Passage:
============================================================
Stocks on Wall Street rose on Thursday despite weaker than expected US growth data that cemented expectations that the Federal Reserve would maintain its pandemic-era stimulus that has supported financial markets for a year and a half.

The moves followed data showing US gross domestic product grew at an annualised rate of 6.5 per cent in the second quarter, missing the 8.5 per cent rise expected by economists polled by Reuters.

The S&P 500, the blue-chip US share index, closed 0.4 per cent higher after hitting a high on Monday. The tech-heavy Nasdaq Composite index climbed 0.1 per cent, rebounding slightly after notching its worst day in two and a half months earlier in the week.

The dollar index, which measures the US currency against those of peers, fell 0.4 per cent to its weakest level since late June after the GDP numbers.
============================================================
Data extracts:

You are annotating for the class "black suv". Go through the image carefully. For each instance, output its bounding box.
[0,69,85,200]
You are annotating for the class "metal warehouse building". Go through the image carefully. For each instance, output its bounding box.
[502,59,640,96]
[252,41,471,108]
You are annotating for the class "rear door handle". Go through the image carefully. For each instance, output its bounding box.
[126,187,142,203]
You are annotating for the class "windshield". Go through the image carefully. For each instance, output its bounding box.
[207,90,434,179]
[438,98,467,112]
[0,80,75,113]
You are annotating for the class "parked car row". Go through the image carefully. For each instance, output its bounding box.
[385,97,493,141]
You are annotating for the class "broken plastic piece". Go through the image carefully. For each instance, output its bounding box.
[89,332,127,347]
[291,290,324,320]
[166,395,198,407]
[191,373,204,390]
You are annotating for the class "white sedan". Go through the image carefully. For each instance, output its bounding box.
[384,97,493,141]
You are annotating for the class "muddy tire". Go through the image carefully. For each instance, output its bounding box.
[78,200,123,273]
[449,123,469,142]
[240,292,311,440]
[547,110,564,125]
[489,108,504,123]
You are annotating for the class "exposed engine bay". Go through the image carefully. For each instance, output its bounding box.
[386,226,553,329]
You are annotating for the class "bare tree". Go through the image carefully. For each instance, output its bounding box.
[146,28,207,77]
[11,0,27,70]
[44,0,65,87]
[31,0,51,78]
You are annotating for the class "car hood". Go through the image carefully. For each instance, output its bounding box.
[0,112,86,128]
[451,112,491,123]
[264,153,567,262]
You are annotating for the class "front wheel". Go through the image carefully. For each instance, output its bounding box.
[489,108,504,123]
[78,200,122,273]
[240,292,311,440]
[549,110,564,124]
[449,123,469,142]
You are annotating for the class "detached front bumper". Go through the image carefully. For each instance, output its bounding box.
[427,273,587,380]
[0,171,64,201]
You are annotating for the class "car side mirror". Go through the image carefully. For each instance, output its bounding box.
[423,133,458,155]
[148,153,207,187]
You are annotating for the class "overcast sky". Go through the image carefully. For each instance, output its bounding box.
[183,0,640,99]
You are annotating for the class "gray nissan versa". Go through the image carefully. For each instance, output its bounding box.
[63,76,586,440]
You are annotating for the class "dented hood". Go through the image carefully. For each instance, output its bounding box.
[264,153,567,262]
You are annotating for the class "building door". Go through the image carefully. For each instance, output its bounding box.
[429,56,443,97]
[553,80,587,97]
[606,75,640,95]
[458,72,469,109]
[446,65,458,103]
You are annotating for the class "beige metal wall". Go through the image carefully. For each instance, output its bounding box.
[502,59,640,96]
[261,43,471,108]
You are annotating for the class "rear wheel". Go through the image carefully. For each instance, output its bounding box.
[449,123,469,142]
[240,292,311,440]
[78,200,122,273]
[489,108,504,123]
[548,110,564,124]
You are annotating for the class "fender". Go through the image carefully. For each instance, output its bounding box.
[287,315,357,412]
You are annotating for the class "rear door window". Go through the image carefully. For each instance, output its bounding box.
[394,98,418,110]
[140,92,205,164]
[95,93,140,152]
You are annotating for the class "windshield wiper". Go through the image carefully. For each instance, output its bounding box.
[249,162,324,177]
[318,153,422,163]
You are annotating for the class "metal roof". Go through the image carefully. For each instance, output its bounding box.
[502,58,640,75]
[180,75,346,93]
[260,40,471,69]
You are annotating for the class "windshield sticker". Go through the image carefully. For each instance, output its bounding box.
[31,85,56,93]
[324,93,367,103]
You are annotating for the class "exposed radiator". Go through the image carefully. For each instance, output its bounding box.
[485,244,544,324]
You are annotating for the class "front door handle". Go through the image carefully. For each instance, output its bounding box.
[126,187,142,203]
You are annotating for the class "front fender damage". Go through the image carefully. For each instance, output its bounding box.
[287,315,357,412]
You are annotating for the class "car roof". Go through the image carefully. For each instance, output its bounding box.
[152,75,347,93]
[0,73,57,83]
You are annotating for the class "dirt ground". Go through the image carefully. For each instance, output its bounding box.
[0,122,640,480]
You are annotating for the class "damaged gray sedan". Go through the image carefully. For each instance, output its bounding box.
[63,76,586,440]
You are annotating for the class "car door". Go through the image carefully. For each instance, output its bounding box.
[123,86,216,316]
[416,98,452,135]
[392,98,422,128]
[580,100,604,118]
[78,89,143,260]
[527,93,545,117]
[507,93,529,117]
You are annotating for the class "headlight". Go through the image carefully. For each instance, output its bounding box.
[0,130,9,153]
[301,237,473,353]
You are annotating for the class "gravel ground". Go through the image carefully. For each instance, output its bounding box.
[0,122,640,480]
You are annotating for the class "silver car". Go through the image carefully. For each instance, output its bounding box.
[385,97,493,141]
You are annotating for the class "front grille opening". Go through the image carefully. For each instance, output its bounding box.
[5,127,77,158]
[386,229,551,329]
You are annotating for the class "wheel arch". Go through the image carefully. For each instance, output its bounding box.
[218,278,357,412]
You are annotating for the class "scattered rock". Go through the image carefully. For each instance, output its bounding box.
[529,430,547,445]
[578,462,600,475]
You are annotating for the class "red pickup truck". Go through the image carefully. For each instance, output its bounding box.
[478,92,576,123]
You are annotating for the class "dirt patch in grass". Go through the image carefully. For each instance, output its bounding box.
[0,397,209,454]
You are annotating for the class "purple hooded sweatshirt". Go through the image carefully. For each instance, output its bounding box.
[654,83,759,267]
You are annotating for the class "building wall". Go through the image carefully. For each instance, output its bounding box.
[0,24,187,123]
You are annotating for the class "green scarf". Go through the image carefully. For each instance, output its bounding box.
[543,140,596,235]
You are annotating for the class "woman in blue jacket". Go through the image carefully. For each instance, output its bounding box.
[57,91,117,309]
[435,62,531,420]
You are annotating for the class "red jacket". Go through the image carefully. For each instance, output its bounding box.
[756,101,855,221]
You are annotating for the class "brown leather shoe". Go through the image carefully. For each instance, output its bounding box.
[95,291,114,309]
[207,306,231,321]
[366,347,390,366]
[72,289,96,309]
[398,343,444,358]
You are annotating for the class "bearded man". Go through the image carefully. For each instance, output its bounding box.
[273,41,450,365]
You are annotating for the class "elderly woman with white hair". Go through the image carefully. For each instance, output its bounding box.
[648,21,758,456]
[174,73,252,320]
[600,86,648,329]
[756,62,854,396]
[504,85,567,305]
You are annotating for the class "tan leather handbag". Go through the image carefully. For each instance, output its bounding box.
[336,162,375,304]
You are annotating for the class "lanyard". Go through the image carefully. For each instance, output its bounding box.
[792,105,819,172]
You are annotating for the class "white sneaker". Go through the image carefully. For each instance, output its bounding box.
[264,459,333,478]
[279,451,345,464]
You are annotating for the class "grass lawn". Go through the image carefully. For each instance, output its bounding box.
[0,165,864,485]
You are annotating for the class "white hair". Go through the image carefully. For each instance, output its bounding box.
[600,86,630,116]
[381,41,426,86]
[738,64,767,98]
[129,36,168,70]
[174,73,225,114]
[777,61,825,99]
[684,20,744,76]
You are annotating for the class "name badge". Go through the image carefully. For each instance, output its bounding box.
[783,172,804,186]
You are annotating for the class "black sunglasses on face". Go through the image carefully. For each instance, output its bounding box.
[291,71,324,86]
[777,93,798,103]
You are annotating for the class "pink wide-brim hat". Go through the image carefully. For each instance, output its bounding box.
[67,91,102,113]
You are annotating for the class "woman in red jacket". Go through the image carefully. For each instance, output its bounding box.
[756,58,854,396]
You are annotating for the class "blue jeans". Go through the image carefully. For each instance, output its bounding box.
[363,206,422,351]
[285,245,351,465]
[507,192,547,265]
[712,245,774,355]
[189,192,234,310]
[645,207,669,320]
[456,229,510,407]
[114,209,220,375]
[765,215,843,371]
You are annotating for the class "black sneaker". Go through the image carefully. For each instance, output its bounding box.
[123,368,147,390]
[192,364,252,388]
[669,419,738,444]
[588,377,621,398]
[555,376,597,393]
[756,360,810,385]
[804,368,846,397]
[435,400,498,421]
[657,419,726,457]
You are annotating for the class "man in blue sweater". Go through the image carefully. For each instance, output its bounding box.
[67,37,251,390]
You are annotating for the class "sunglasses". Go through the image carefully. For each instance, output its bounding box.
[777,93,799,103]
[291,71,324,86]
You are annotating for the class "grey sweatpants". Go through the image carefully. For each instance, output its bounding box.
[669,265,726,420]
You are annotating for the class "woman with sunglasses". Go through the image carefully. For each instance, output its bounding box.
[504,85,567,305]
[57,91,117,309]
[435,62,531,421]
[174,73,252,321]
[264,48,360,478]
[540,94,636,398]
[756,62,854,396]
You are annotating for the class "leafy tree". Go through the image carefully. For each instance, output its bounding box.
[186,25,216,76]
============================================================
Exercise requirements:
1. Output everything in the market report from "The moves followed" down to "polled by Reuters.".
2. Render this sentence from the market report in Spanish: "The dollar index, which measures the US currency against those of peers, fell 0.4 per cent to its weakest level since late June after the GDP numbers."
3. Name every index the market report mentions.

Results of the exercise:
1.
The moves followed data showing US gross domestic product grew at an annualised rate of 6.5 per cent in the second quarter, missing the 8.5 per cent rise expected by economists polled by Reuters.

2. El índice del dólar, que mide la divisa estadounidense frente a las de sus pares, cayó un 0,4 por ciento hasta su nivel más débil desde finales de junio tras las cifras del PIB.

3.
S&P 500
Nasdaq Composite
dollar index